From the data below, pull out every line that contains the word "puppy" and copy each such line unchanged.

#### Dataset extract

****************

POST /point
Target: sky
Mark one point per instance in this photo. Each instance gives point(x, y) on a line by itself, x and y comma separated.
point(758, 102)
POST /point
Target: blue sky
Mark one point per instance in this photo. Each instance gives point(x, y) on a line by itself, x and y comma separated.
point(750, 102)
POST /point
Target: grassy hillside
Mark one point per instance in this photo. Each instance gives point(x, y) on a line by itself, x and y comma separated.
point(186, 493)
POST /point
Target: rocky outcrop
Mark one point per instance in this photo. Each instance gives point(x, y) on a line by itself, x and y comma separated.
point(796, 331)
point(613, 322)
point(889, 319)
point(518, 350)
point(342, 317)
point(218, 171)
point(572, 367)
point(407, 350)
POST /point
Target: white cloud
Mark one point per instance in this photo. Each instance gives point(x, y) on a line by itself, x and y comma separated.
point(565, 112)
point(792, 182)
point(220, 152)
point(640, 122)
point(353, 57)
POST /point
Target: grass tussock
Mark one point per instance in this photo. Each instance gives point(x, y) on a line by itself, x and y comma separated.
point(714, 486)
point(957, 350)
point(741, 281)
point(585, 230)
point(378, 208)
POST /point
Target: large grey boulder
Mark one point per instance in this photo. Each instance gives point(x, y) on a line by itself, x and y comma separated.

****************

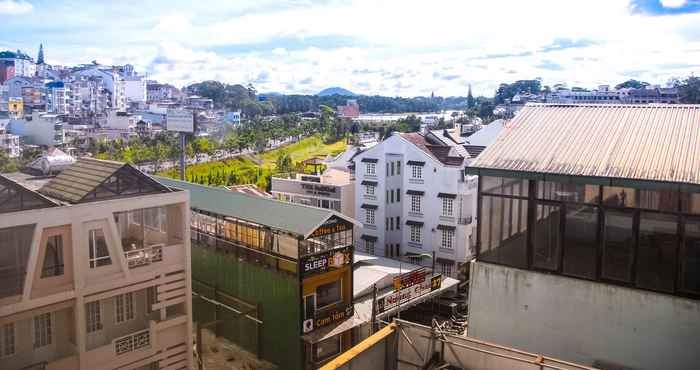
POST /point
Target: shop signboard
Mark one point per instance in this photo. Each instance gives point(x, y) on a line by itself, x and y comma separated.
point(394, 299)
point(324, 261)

****************

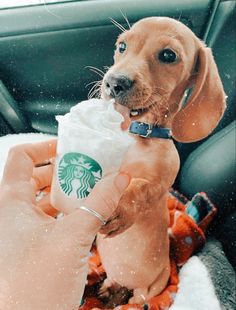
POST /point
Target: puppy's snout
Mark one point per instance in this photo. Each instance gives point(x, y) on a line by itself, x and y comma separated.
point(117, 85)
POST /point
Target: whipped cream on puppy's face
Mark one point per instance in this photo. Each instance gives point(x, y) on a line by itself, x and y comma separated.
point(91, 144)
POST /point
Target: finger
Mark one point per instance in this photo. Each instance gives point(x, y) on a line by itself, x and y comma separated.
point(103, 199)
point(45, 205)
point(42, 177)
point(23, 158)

****************

#### Final result
Target: puppy's snout
Target: whipped cream on puppy's face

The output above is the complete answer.